## WHAT YOU ARE ASKED TO DO
Present the records between the lines holding "box and report the pixel coordinates." and "(1048, 341)", inclusive, as a two-column CSV with columns named request and points, one row per request. Put each request's text and its points in a single quoted field apiece, replacing line breaks with spaces.

Point annotation data:
#####
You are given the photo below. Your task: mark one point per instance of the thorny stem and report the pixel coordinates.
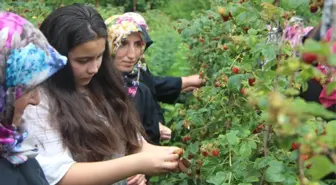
(230, 163)
(301, 171)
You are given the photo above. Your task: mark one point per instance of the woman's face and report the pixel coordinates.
(30, 98)
(85, 60)
(129, 52)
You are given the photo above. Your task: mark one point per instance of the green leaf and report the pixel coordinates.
(251, 179)
(193, 148)
(267, 1)
(245, 149)
(218, 179)
(252, 144)
(269, 52)
(234, 82)
(232, 138)
(274, 173)
(316, 47)
(321, 166)
(331, 87)
(331, 134)
(261, 163)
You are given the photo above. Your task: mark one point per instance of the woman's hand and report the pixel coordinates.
(165, 132)
(158, 160)
(192, 82)
(139, 179)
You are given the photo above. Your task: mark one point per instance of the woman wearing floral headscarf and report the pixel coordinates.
(128, 36)
(26, 59)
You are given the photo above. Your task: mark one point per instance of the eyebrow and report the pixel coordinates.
(85, 57)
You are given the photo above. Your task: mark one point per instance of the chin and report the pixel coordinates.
(126, 70)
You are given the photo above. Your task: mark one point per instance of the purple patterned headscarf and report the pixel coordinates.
(26, 60)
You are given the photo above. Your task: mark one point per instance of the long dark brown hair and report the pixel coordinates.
(84, 132)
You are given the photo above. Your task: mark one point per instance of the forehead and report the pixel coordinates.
(90, 48)
(134, 36)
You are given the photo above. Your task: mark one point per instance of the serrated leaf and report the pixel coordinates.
(218, 179)
(331, 87)
(232, 138)
(194, 147)
(274, 173)
(321, 166)
(252, 179)
(234, 82)
(261, 163)
(269, 52)
(331, 134)
(245, 149)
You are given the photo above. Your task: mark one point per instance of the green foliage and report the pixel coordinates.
(166, 56)
(178, 9)
(233, 116)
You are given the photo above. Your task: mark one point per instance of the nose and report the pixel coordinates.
(93, 67)
(131, 52)
(34, 97)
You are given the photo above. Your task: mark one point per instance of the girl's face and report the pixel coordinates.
(30, 98)
(129, 52)
(85, 60)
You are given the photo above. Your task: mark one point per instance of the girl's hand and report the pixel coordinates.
(158, 161)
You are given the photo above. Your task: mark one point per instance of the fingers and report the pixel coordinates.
(139, 179)
(171, 165)
(6, 140)
(188, 89)
(5, 131)
(183, 165)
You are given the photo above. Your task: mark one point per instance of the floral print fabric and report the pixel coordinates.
(119, 27)
(26, 60)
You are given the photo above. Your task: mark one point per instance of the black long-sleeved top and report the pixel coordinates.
(163, 89)
(148, 112)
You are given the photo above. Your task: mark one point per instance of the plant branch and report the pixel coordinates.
(301, 170)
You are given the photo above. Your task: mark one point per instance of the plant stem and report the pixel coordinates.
(230, 163)
(301, 171)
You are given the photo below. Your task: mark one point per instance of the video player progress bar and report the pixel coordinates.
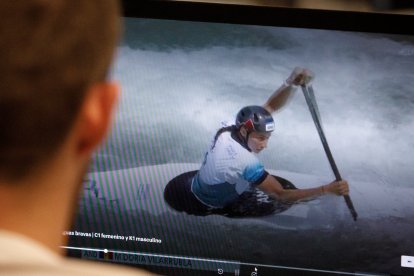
(212, 261)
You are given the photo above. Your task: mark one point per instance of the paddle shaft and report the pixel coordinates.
(313, 110)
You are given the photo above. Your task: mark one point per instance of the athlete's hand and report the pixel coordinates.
(337, 188)
(300, 76)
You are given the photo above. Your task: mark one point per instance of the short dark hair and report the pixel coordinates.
(51, 51)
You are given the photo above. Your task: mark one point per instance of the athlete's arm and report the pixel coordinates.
(299, 76)
(272, 187)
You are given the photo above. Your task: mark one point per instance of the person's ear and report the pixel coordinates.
(96, 114)
(243, 132)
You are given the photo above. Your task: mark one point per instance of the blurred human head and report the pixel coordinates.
(51, 51)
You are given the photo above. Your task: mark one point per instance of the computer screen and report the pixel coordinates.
(186, 69)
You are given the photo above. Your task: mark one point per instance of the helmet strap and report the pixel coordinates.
(238, 137)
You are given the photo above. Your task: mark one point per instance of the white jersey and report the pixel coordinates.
(228, 170)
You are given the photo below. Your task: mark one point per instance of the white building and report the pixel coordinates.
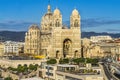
(100, 38)
(12, 47)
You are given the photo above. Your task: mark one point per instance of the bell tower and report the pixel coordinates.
(75, 20)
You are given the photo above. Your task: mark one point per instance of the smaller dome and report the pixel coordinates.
(34, 27)
(75, 12)
(57, 11)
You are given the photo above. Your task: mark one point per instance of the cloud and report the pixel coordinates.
(97, 22)
(116, 30)
(15, 25)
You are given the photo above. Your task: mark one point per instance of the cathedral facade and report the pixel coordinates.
(53, 39)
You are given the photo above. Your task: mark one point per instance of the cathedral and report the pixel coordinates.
(52, 39)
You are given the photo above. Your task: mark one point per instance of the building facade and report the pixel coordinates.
(11, 47)
(1, 49)
(54, 39)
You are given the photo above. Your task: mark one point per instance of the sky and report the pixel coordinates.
(96, 15)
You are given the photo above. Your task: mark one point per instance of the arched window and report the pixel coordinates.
(76, 23)
(57, 23)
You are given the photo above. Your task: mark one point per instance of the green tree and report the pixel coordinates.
(52, 61)
(64, 61)
(8, 78)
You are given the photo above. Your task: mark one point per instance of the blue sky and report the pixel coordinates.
(96, 15)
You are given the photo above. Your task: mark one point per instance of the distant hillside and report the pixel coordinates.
(19, 36)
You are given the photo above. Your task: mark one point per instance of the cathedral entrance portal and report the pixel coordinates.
(66, 47)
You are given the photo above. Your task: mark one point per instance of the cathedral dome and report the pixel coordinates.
(75, 12)
(34, 27)
(57, 11)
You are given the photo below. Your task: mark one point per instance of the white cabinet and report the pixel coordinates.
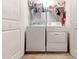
(35, 40)
(56, 39)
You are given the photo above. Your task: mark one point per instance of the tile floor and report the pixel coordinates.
(48, 56)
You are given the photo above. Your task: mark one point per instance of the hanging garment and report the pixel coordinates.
(62, 18)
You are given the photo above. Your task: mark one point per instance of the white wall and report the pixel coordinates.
(25, 13)
(12, 29)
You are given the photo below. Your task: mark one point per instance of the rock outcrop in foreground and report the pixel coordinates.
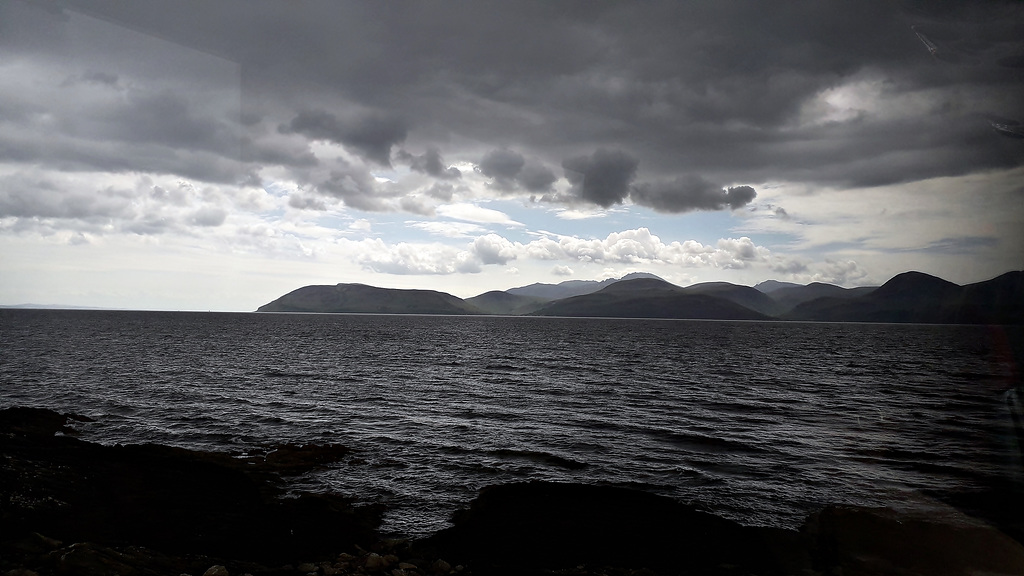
(73, 507)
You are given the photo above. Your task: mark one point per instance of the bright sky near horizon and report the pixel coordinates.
(195, 155)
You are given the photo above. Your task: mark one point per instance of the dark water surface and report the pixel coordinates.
(762, 422)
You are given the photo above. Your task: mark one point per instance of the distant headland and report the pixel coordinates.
(908, 297)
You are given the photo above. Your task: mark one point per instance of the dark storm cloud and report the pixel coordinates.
(503, 165)
(509, 170)
(709, 87)
(372, 135)
(690, 193)
(602, 177)
(429, 162)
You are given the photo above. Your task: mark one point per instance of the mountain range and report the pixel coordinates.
(911, 296)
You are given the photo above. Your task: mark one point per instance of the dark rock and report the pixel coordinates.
(547, 526)
(855, 540)
(169, 499)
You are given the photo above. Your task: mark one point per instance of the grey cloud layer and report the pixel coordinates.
(665, 104)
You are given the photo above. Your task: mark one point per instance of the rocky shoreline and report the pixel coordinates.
(74, 507)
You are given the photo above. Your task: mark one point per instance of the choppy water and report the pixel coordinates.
(762, 422)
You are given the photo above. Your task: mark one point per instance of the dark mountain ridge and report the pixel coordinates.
(912, 297)
(359, 298)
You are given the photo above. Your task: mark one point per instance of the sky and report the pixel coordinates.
(197, 155)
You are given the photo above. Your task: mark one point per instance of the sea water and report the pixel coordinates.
(759, 421)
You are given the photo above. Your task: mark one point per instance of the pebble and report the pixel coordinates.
(374, 561)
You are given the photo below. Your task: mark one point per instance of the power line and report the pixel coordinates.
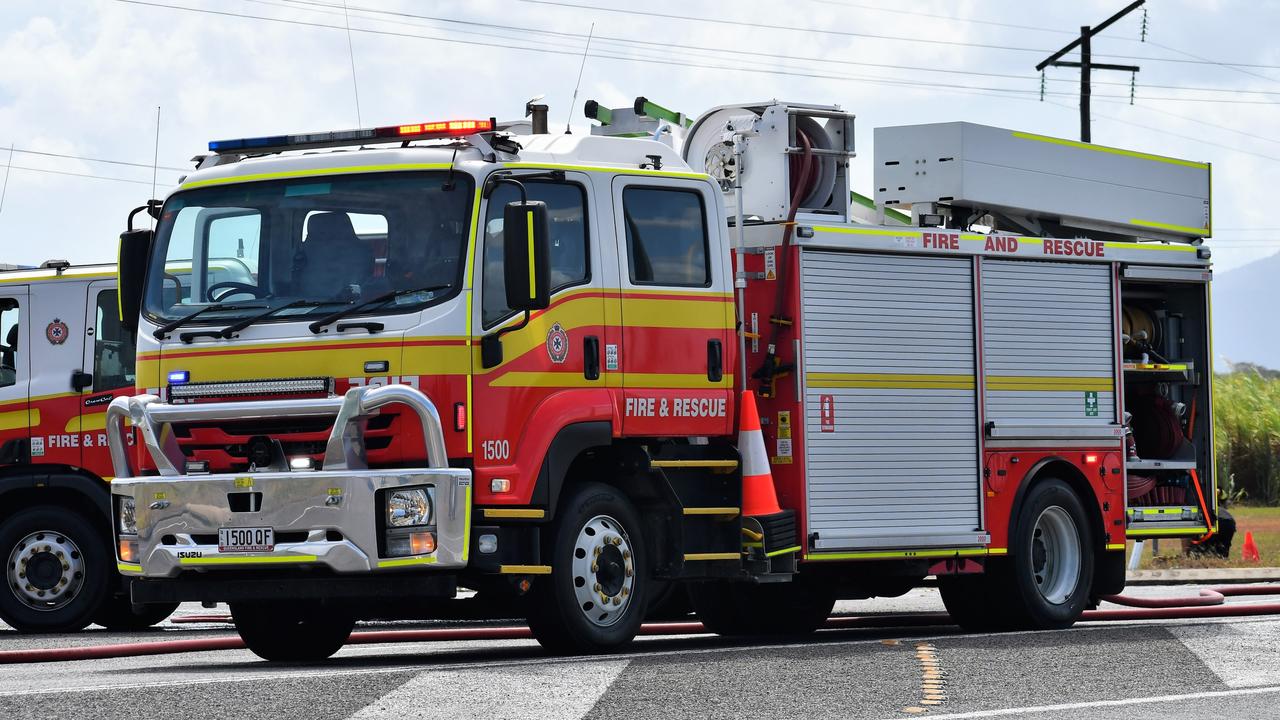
(868, 35)
(147, 165)
(664, 60)
(81, 174)
(310, 4)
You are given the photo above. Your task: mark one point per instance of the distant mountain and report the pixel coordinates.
(1246, 327)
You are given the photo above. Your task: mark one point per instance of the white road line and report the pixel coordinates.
(1008, 711)
(563, 693)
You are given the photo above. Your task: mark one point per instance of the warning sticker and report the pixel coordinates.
(1091, 404)
(827, 413)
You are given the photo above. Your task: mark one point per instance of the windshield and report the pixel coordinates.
(318, 242)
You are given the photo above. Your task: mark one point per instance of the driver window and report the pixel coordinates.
(9, 335)
(113, 346)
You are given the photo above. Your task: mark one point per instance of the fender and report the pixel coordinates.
(45, 478)
(544, 424)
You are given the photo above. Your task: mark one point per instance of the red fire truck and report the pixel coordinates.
(470, 354)
(63, 358)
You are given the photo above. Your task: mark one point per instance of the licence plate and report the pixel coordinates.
(246, 540)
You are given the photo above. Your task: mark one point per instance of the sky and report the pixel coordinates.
(85, 78)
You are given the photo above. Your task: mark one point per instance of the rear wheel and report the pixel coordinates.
(1051, 559)
(777, 609)
(119, 614)
(597, 595)
(292, 632)
(56, 568)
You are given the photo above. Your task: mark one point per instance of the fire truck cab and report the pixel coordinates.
(378, 365)
(63, 358)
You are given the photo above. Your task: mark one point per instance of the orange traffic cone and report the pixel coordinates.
(1249, 550)
(758, 493)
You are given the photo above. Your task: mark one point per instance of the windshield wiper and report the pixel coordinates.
(174, 324)
(375, 302)
(225, 333)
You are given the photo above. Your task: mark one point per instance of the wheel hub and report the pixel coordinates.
(45, 570)
(603, 570)
(1056, 555)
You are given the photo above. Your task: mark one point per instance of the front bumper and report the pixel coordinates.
(328, 519)
(332, 514)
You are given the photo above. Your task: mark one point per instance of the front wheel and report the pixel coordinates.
(55, 569)
(292, 632)
(1050, 573)
(595, 597)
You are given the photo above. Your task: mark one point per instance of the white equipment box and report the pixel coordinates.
(1043, 178)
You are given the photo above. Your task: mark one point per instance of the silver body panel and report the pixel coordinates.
(899, 466)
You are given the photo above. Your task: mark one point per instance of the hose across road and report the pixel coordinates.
(1211, 602)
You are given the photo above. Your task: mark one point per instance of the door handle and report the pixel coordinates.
(714, 360)
(592, 358)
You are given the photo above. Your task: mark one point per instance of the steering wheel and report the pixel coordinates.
(232, 288)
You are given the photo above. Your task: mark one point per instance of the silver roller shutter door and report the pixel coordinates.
(891, 340)
(1048, 341)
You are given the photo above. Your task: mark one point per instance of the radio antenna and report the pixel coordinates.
(579, 83)
(351, 53)
(155, 163)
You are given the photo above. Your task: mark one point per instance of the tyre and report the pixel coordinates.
(597, 593)
(56, 569)
(778, 609)
(292, 632)
(118, 614)
(1050, 573)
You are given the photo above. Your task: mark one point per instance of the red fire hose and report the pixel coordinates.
(1211, 602)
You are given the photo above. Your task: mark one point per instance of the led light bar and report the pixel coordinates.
(337, 139)
(248, 388)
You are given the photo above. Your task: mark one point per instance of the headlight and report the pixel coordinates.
(407, 507)
(128, 520)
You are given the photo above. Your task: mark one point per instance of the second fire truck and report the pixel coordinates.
(462, 354)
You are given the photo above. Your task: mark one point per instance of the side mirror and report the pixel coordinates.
(131, 274)
(526, 255)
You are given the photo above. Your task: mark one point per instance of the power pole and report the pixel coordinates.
(1087, 64)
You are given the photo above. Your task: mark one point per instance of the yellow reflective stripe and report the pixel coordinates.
(693, 463)
(696, 556)
(525, 569)
(1164, 532)
(899, 554)
(1170, 227)
(528, 513)
(1110, 150)
(533, 268)
(233, 560)
(318, 172)
(1048, 383)
(608, 169)
(21, 419)
(890, 381)
(679, 381)
(406, 561)
(784, 551)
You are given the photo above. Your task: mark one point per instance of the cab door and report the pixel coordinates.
(677, 310)
(553, 368)
(14, 373)
(108, 370)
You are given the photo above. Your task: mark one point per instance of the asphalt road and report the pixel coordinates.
(1221, 669)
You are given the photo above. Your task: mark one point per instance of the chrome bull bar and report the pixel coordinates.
(343, 451)
(339, 496)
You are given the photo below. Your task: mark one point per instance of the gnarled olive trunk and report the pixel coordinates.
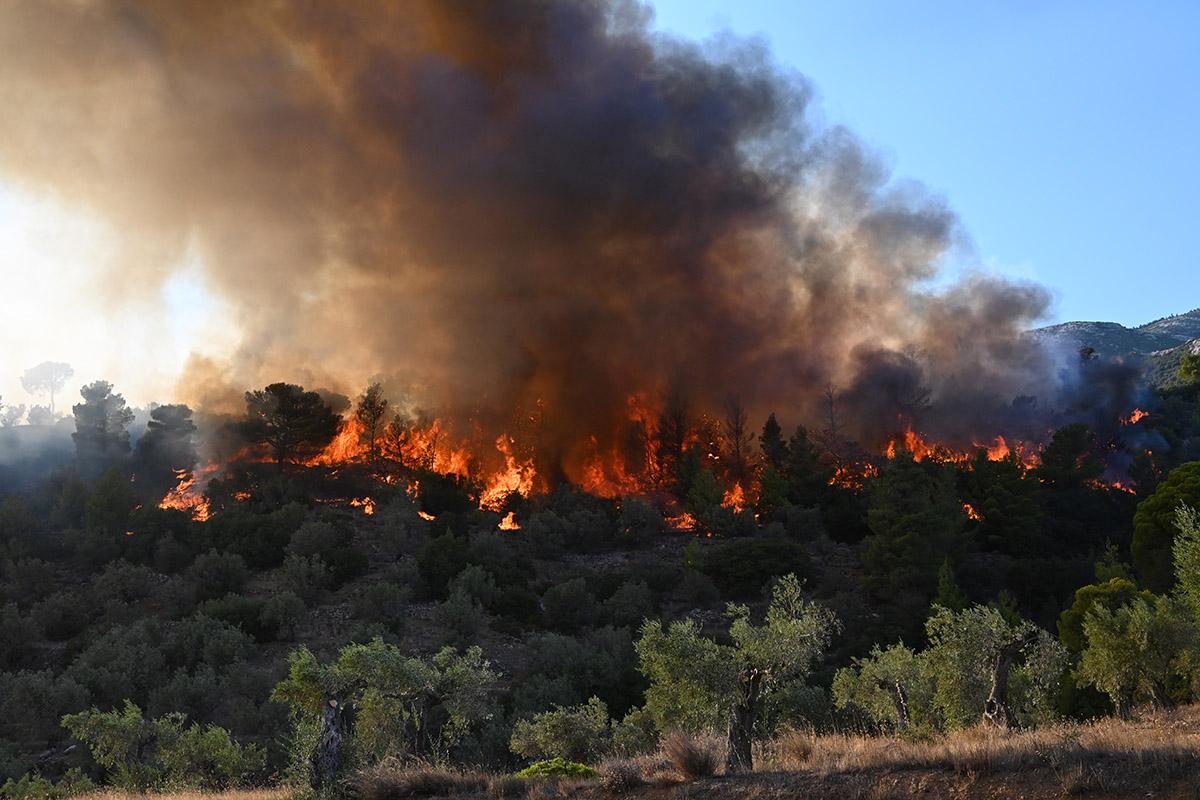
(899, 699)
(996, 710)
(738, 757)
(327, 761)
#####
## FULL ANSWER
request,points
"You are given the photo above. Your task: mark one point per instance of the white equipment box and report the pixel coordinates.","(1043, 178)"
"You are given the photo above. Your task: mark one point per instance of the silver body panel and report the pixel coordinates.","(899, 466)"
"You are given the photo above. Your task: mark one point per instance of the hose across road and report the pixel coordinates.","(1211, 602)"
"You are given the photo above. Your task: mark one point per instance of the door handle and report the pixel coordinates.","(714, 360) (592, 358)"
"You are given the photo above. Your task: mark one point per instance of the steering wheel and report the pixel coordinates.","(232, 288)"
"You are given the photo above. Your task: mark one point per instance of the silver roller shutter door and report the pixel coordinates.","(891, 340) (1048, 341)"